**EXERCISE OBJECTIVE**
Repeat exactly the lines that run from the one containing "Each instance receives one keypoint. Mark the wicker" to the end of the data, and leave out all others.

**MATERIAL PROVIDED**
* * * *
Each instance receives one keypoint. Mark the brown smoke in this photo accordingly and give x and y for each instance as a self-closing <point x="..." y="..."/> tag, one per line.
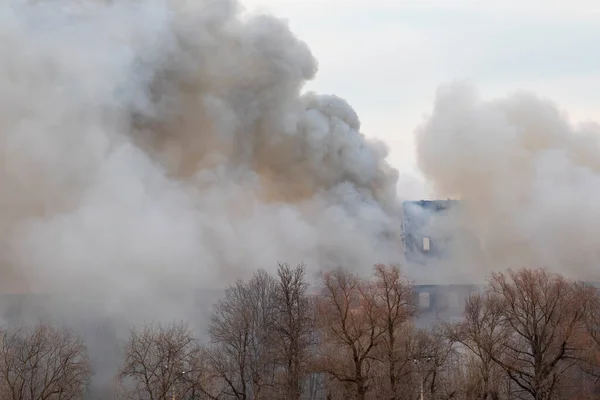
<point x="156" y="144"/>
<point x="530" y="178"/>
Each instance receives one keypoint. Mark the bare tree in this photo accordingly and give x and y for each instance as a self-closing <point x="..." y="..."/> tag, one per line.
<point x="43" y="363"/>
<point x="544" y="315"/>
<point x="293" y="326"/>
<point x="243" y="334"/>
<point x="436" y="364"/>
<point x="482" y="333"/>
<point x="350" y="329"/>
<point x="394" y="297"/>
<point x="162" y="362"/>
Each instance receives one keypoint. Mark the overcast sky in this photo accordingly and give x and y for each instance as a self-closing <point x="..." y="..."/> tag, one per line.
<point x="387" y="57"/>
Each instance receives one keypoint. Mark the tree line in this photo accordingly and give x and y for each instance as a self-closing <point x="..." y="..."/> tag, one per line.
<point x="528" y="334"/>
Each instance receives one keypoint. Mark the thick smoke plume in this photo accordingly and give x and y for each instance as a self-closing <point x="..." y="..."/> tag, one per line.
<point x="160" y="146"/>
<point x="530" y="178"/>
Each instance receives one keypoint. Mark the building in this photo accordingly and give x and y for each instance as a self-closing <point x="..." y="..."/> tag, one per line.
<point x="433" y="239"/>
<point x="425" y="233"/>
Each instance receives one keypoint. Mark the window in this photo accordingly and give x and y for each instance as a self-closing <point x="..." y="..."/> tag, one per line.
<point x="453" y="302"/>
<point x="426" y="244"/>
<point x="424" y="300"/>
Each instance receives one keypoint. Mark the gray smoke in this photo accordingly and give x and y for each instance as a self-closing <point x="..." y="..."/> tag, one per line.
<point x="159" y="146"/>
<point x="152" y="152"/>
<point x="529" y="177"/>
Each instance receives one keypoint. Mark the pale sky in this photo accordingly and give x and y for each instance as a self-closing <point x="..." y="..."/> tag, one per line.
<point x="387" y="57"/>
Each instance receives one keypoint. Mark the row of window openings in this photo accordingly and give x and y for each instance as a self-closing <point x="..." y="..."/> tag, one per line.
<point x="425" y="301"/>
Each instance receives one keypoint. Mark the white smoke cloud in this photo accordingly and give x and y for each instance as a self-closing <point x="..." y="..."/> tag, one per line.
<point x="164" y="144"/>
<point x="529" y="176"/>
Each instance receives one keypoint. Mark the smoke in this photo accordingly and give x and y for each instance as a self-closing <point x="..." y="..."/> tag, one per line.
<point x="165" y="146"/>
<point x="528" y="176"/>
<point x="153" y="152"/>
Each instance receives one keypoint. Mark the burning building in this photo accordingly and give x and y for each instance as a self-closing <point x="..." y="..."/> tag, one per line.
<point x="435" y="241"/>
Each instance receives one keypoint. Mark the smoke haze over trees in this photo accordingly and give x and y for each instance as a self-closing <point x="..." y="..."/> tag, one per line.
<point x="157" y="157"/>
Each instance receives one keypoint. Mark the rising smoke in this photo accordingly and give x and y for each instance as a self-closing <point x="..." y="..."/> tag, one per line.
<point x="165" y="145"/>
<point x="529" y="177"/>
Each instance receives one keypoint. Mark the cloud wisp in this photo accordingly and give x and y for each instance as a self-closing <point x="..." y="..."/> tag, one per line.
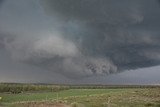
<point x="81" y="38"/>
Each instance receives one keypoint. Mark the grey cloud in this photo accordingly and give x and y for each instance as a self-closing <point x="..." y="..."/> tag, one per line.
<point x="80" y="38"/>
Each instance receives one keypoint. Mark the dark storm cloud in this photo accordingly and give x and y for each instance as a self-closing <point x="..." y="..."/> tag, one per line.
<point x="79" y="38"/>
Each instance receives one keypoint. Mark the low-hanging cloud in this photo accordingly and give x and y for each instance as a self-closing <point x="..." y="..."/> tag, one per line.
<point x="79" y="38"/>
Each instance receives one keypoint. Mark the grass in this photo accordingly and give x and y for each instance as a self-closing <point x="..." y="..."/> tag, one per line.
<point x="134" y="97"/>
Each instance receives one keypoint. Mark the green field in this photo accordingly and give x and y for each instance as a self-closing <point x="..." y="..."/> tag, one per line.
<point x="121" y="97"/>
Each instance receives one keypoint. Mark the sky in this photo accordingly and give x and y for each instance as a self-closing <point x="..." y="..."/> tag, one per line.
<point x="80" y="41"/>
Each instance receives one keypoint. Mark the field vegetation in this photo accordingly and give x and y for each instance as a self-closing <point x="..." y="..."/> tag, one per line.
<point x="79" y="96"/>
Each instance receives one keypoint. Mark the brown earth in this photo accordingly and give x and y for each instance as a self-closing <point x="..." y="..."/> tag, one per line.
<point x="43" y="105"/>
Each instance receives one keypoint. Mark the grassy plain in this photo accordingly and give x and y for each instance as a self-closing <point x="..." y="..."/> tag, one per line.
<point x="115" y="97"/>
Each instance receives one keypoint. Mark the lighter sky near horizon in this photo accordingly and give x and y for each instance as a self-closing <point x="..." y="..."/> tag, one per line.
<point x="78" y="42"/>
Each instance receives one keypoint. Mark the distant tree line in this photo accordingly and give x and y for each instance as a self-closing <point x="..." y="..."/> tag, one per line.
<point x="20" y="88"/>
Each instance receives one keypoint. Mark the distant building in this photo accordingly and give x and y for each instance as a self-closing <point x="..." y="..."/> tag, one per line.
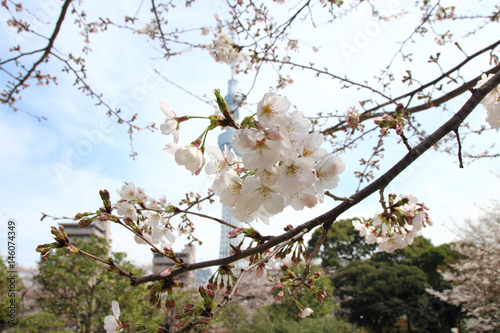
<point x="223" y="140"/>
<point x="188" y="255"/>
<point x="97" y="229"/>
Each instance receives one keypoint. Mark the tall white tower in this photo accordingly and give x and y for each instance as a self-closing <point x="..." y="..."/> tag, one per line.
<point x="223" y="140"/>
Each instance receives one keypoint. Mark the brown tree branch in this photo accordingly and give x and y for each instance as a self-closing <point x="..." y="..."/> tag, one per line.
<point x="48" y="49"/>
<point x="328" y="218"/>
<point x="342" y="125"/>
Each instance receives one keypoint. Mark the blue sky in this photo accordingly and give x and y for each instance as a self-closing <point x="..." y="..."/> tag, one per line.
<point x="58" y="166"/>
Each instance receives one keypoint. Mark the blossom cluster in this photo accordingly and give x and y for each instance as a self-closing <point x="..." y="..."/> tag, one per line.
<point x="112" y="323"/>
<point x="149" y="223"/>
<point x="397" y="226"/>
<point x="224" y="49"/>
<point x="491" y="102"/>
<point x="282" y="164"/>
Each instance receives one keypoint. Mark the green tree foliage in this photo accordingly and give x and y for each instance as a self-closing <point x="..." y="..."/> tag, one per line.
<point x="79" y="290"/>
<point x="341" y="245"/>
<point x="376" y="294"/>
<point x="42" y="322"/>
<point x="282" y="316"/>
<point x="7" y="296"/>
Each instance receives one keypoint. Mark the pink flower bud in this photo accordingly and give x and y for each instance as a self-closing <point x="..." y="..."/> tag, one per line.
<point x="235" y="232"/>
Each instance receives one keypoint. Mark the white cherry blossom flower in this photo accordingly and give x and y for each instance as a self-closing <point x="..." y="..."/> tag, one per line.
<point x="296" y="174"/>
<point x="228" y="187"/>
<point x="127" y="209"/>
<point x="112" y="322"/>
<point x="254" y="195"/>
<point x="327" y="171"/>
<point x="493" y="96"/>
<point x="128" y="191"/>
<point x="305" y="313"/>
<point x="219" y="161"/>
<point x="272" y="109"/>
<point x="171" y="124"/>
<point x="264" y="153"/>
<point x="310" y="146"/>
<point x="190" y="156"/>
<point x="493" y="117"/>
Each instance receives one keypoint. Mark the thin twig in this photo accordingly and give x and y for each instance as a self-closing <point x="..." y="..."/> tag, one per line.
<point x="329" y="217"/>
<point x="460" y="162"/>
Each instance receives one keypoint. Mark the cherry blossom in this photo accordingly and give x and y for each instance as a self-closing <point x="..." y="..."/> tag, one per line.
<point x="281" y="164"/>
<point x="272" y="109"/>
<point x="491" y="102"/>
<point x="305" y="313"/>
<point x="128" y="191"/>
<point x="190" y="156"/>
<point x="397" y="226"/>
<point x="112" y="322"/>
<point x="171" y="123"/>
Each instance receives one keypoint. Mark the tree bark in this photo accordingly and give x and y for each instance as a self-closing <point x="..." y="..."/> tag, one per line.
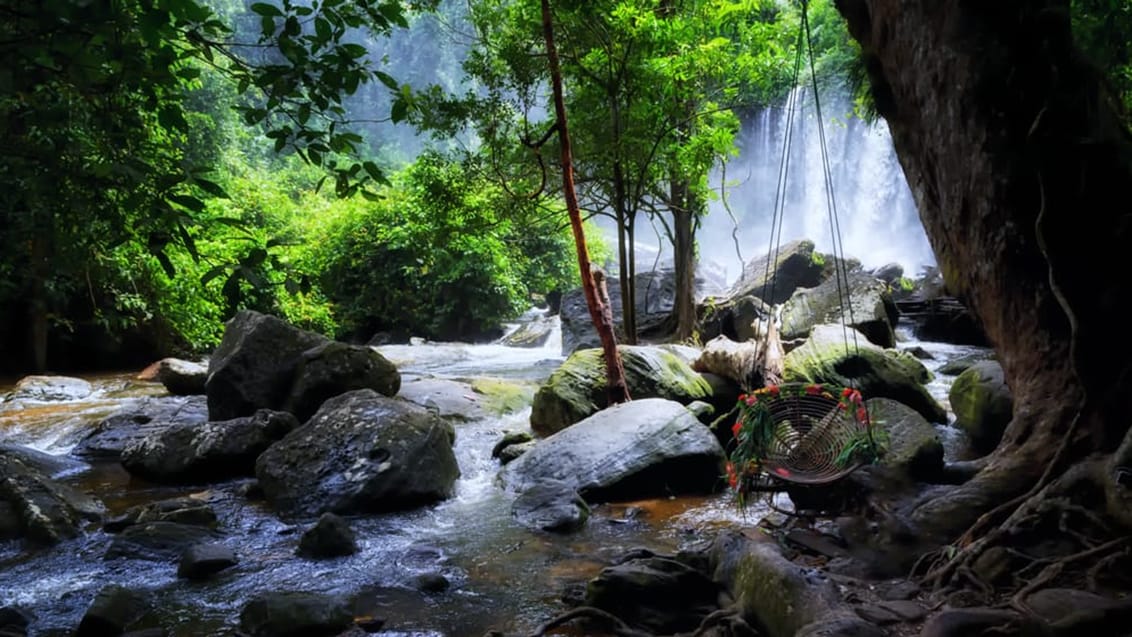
<point x="1019" y="164"/>
<point x="600" y="316"/>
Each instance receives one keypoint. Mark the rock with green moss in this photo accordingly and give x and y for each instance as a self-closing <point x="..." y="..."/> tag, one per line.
<point x="983" y="404"/>
<point x="577" y="388"/>
<point x="843" y="358"/>
<point x="869" y="308"/>
<point x="912" y="446"/>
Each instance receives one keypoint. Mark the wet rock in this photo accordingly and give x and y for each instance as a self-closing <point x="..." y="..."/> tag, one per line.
<point x="983" y="404"/>
<point x="39" y="508"/>
<point x="137" y="419"/>
<point x="329" y="537"/>
<point x="361" y="453"/>
<point x="263" y="362"/>
<point x="643" y="448"/>
<point x="296" y="614"/>
<point x="112" y="611"/>
<point x="796" y="266"/>
<point x="449" y="399"/>
<point x="554" y="507"/>
<point x="828" y="358"/>
<point x="432" y="583"/>
<point x="869" y="309"/>
<point x="206" y="452"/>
<point x="577" y="388"/>
<point x="508" y="439"/>
<point x="180" y="510"/>
<point x="513" y="452"/>
<point x="1054" y="604"/>
<point x="48" y="464"/>
<point x="181" y="378"/>
<point x="14" y="621"/>
<point x="50" y="388"/>
<point x="789" y="600"/>
<point x="331" y="369"/>
<point x="657" y="594"/>
<point x="534" y="332"/>
<point x="965" y="622"/>
<point x="157" y="541"/>
<point x="200" y="561"/>
<point x="914" y="446"/>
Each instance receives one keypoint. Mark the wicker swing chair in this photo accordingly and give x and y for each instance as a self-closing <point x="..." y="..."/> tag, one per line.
<point x="806" y="435"/>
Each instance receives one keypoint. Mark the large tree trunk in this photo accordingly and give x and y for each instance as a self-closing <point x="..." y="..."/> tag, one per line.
<point x="1020" y="168"/>
<point x="599" y="312"/>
* * * *
**RESULT**
Each instance receives one keypoint. Mark the wicker swing chair in this photo accordingly and give x and y for each instance as a self-closing <point x="..." y="..."/> tag, one per line.
<point x="806" y="435"/>
Each instance receives one keypoint. Mark the large tree trunk in this photo accordingly and give x and y for each instance as a self-closing <point x="..." y="..."/> tag, one per line.
<point x="1020" y="168"/>
<point x="599" y="312"/>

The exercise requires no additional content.